Donald "Deke" Slayton seems to have possessed an orderly mind, because he opted for straightforward, simple, even unimaginative approaches to his tasks. In future blogs, I hope to give examples, but for now, let's look at the first one Slayton provided in his spaceflight career.
Before he became the legendary first Director of Flight Crew Operations at the new Manned Spacecraft Center near Houston, Slayton was one of the original Mercury astronauts. In late 1961, Slayton was assigned to pilot the fourth manned Mercury mission in spacecraft number 18, which (as he revealed years later) he planned to name "Delta 7." He would explain that it was inspired by the engineering term “delta” (written as the Greek letter D or d) representing a change in a number, such as a change in velocity, or Dv (pronounced “delta-vee”) (1). In any attempt to reach orbit, especially so early in the space race, delta vee was a very important parameter: insufficient velocity means mission failure. So Slayton's explanation has the sound of a deliberate decision.

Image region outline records
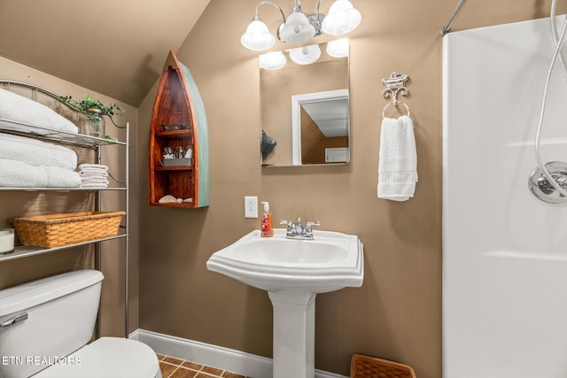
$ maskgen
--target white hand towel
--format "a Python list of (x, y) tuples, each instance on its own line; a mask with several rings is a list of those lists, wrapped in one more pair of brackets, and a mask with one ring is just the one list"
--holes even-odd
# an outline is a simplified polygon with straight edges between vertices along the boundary
[(409, 117), (382, 120), (379, 158), (378, 198), (406, 201), (414, 197), (417, 153), (414, 124)]

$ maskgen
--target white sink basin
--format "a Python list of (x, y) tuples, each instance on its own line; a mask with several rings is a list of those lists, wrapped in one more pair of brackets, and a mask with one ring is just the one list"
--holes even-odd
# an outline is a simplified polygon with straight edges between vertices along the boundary
[(215, 252), (214, 272), (268, 291), (274, 307), (273, 378), (315, 378), (315, 297), (360, 287), (364, 277), (362, 243), (354, 235), (313, 232), (314, 240), (273, 237), (252, 231)]
[(360, 287), (364, 276), (358, 236), (314, 231), (314, 240), (286, 239), (284, 228), (273, 237), (245, 235), (215, 252), (206, 267), (267, 291), (301, 289), (315, 294)]

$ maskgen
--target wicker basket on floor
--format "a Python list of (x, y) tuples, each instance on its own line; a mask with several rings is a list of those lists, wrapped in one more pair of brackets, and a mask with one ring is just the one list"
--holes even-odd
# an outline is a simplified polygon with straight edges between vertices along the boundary
[(118, 235), (125, 212), (83, 212), (12, 220), (24, 245), (53, 248)]
[(416, 373), (408, 365), (354, 354), (351, 359), (351, 378), (416, 378)]

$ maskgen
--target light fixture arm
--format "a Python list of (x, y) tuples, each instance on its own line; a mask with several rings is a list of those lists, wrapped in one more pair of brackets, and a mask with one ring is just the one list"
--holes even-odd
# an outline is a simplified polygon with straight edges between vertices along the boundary
[(275, 2), (270, 1), (270, 0), (262, 0), (260, 3), (258, 3), (256, 4), (256, 14), (254, 15), (254, 17), (252, 19), (252, 21), (256, 20), (256, 19), (260, 19), (260, 16), (258, 15), (258, 10), (260, 9), (260, 5), (263, 5), (265, 4), (271, 4), (272, 5), (274, 5), (276, 8), (277, 8), (280, 11), (280, 13), (282, 13), (282, 18), (284, 19), (284, 23), (285, 24), (285, 14), (284, 13), (284, 10)]

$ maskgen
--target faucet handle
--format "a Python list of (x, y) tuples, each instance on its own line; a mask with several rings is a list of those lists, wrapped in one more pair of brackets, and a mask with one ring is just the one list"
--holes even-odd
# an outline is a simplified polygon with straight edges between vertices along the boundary
[(311, 226), (321, 226), (321, 222), (317, 220), (316, 222), (307, 222), (305, 224), (305, 231), (307, 233), (313, 232), (311, 230)]

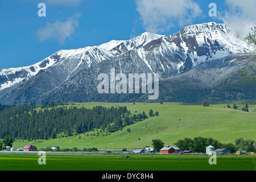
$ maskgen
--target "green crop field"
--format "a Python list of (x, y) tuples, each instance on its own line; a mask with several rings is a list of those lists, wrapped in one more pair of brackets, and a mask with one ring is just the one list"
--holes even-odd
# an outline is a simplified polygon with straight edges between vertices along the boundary
[(122, 159), (118, 155), (46, 155), (46, 164), (39, 165), (39, 156), (0, 155), (0, 171), (254, 171), (253, 156), (217, 156), (210, 165), (203, 156), (181, 159), (176, 156), (135, 155)]
[[(237, 110), (226, 107), (227, 104), (232, 106), (233, 104), (238, 106)], [(241, 110), (245, 104), (248, 104), (249, 112)], [(238, 138), (256, 140), (255, 101), (210, 103), (209, 107), (204, 107), (201, 104), (166, 102), (163, 104), (75, 103), (69, 104), (67, 106), (74, 105), (88, 108), (97, 105), (106, 107), (126, 106), (133, 114), (136, 111), (144, 111), (148, 115), (149, 110), (152, 109), (154, 113), (158, 111), (159, 115), (126, 126), (122, 131), (108, 134), (107, 136), (104, 133), (100, 133), (97, 136), (99, 131), (95, 131), (68, 137), (42, 140), (40, 142), (43, 142), (17, 139), (13, 146), (16, 148), (23, 148), (25, 144), (30, 143), (38, 149), (59, 146), (62, 148), (96, 147), (98, 150), (114, 150), (114, 148), (133, 150), (146, 146), (152, 146), (151, 141), (154, 139), (161, 139), (164, 145), (170, 146), (179, 139), (197, 136), (210, 137), (223, 143), (234, 143), (236, 139)], [(127, 132), (128, 128), (130, 129), (131, 132)]]

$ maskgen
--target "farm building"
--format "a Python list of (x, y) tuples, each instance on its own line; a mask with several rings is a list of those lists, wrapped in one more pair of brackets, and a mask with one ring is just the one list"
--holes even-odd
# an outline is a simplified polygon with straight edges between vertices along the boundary
[(38, 150), (34, 148), (31, 144), (26, 144), (23, 148), (24, 151), (37, 151)]
[(206, 147), (206, 155), (212, 154), (214, 152), (215, 150), (215, 147), (209, 145), (207, 147)]
[(142, 148), (142, 149), (137, 149), (133, 151), (134, 154), (142, 154), (144, 153), (145, 151)]
[(180, 152), (180, 149), (177, 147), (170, 147), (167, 146), (160, 150), (160, 154), (177, 154)]
[(155, 153), (155, 148), (151, 147), (144, 147), (143, 150), (145, 153)]
[(11, 151), (15, 151), (15, 147), (11, 147)]
[(53, 151), (57, 150), (58, 148), (57, 147), (50, 147)]
[(226, 148), (217, 148), (215, 152), (217, 154), (231, 154), (231, 151)]
[(192, 151), (191, 151), (191, 150), (185, 150), (185, 151), (183, 151), (183, 152), (184, 154), (191, 154), (191, 153), (192, 152)]

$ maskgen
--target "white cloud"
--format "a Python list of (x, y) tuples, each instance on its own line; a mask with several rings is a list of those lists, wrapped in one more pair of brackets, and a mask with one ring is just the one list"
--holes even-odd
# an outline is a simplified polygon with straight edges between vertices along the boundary
[(152, 33), (169, 30), (177, 22), (180, 26), (191, 24), (201, 15), (200, 6), (193, 0), (135, 0), (143, 28)]
[(56, 21), (55, 23), (47, 22), (46, 26), (36, 32), (37, 38), (44, 41), (51, 38), (56, 38), (61, 44), (63, 44), (65, 39), (69, 37), (78, 27), (79, 22), (78, 19), (80, 14), (69, 18), (67, 21), (61, 22)]
[(237, 38), (242, 39), (256, 26), (256, 1), (226, 0), (229, 7), (218, 19), (231, 30)]

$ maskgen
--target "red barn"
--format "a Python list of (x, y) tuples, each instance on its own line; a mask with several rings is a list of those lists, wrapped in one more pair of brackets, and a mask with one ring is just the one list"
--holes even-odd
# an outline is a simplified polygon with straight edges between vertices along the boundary
[(160, 150), (160, 154), (177, 154), (179, 152), (180, 152), (180, 148), (177, 147), (170, 147), (170, 146), (167, 146)]
[(185, 150), (183, 152), (184, 154), (191, 154), (192, 152), (191, 150)]
[(36, 148), (34, 148), (33, 146), (31, 144), (26, 144), (24, 147), (24, 151), (37, 151), (38, 150)]

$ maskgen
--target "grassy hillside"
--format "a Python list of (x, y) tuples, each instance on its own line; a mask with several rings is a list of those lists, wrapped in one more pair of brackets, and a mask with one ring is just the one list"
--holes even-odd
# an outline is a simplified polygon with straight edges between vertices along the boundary
[[(245, 104), (248, 104), (249, 112), (241, 111)], [(236, 104), (238, 110), (228, 109)], [(13, 143), (15, 148), (23, 148), (28, 143), (40, 149), (45, 147), (59, 146), (72, 148), (96, 147), (98, 149), (135, 148), (151, 146), (153, 139), (160, 139), (165, 145), (173, 145), (180, 139), (193, 138), (196, 136), (211, 137), (220, 142), (234, 143), (236, 139), (256, 140), (256, 105), (255, 101), (233, 101), (212, 104), (209, 107), (183, 103), (144, 104), (136, 103), (76, 103), (78, 107), (92, 108), (96, 105), (106, 107), (126, 106), (131, 113), (144, 111), (147, 115), (150, 109), (154, 113), (158, 111), (158, 117), (150, 117), (146, 120), (126, 126), (122, 131), (111, 133), (106, 136), (99, 131), (90, 131), (68, 137), (38, 141), (17, 140)], [(72, 104), (69, 104), (69, 106)], [(131, 132), (127, 131), (130, 128)], [(87, 134), (89, 136), (87, 136)], [(90, 134), (96, 135), (90, 136)], [(105, 136), (103, 136), (104, 134)]]

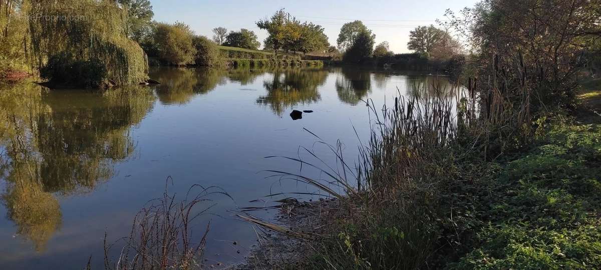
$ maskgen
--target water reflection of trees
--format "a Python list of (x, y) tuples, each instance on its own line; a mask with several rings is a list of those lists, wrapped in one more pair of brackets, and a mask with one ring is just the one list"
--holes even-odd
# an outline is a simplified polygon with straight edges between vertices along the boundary
[(269, 106), (278, 115), (298, 104), (307, 104), (320, 99), (318, 88), (328, 78), (322, 69), (284, 68), (272, 71), (273, 78), (263, 82), (267, 95), (259, 97), (257, 103)]
[(216, 68), (160, 68), (150, 73), (150, 77), (161, 83), (156, 88), (161, 103), (184, 104), (195, 94), (211, 91), (225, 82), (227, 71)]
[(407, 75), (406, 94), (412, 97), (454, 97), (457, 86), (452, 83), (448, 77)]
[(369, 72), (353, 67), (343, 67), (336, 78), (336, 92), (343, 102), (356, 105), (371, 91)]
[(149, 89), (104, 93), (48, 91), (33, 84), (0, 89), (1, 199), (17, 232), (36, 250), (61, 225), (55, 193), (91, 190), (134, 150), (129, 127), (151, 109)]

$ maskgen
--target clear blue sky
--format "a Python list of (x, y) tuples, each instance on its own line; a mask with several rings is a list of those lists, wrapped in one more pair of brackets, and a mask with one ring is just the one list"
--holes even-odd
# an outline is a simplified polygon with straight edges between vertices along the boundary
[(444, 20), (447, 8), (458, 11), (472, 7), (477, 0), (321, 0), (321, 1), (202, 1), (151, 0), (154, 19), (189, 25), (197, 34), (212, 37), (211, 29), (223, 26), (228, 31), (246, 28), (259, 41), (267, 33), (255, 22), (270, 17), (279, 8), (301, 21), (311, 21), (325, 28), (330, 43), (335, 45), (340, 27), (346, 22), (362, 20), (376, 34), (376, 43), (387, 41), (395, 53), (407, 52), (409, 31), (418, 25), (436, 25)]

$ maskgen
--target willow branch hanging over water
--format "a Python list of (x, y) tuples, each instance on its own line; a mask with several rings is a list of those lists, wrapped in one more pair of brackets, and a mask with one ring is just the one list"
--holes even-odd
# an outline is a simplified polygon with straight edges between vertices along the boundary
[(92, 71), (98, 79), (93, 82), (99, 84), (133, 85), (148, 78), (145, 53), (126, 36), (127, 10), (114, 1), (31, 0), (23, 7), (29, 18), (34, 67), (61, 56), (73, 62), (99, 63), (102, 71)]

### REQUIRED WORK
Reproduce the text about Deke Slayton word for word, starting at the words "Before he became" and ending after the words "a deliberate decision.".

### FINAL RESULT
Before he became the legendary first Director of Flight Crew Operations at the new Manned Spacecraft Center near Houston, Slayton was one of the original Mercury astronauts. In late 1961, Slayton was assigned to pilot the fourth manned Mercury mission in spacecraft number 18, which (as he revealed years later) he planned to name "Delta 7." He would explain that it was inspired by the engineering term “delta” (written as the Greek letter D or d) representing a change in a number, such as a change in velocity, or Dv (pronounced “delta-vee”) (1). In any attempt to reach orbit, especially so early in the space race, delta vee was a very important parameter: insufficient velocity means mission failure. So Slayton's explanation has the sound of a deliberate decision.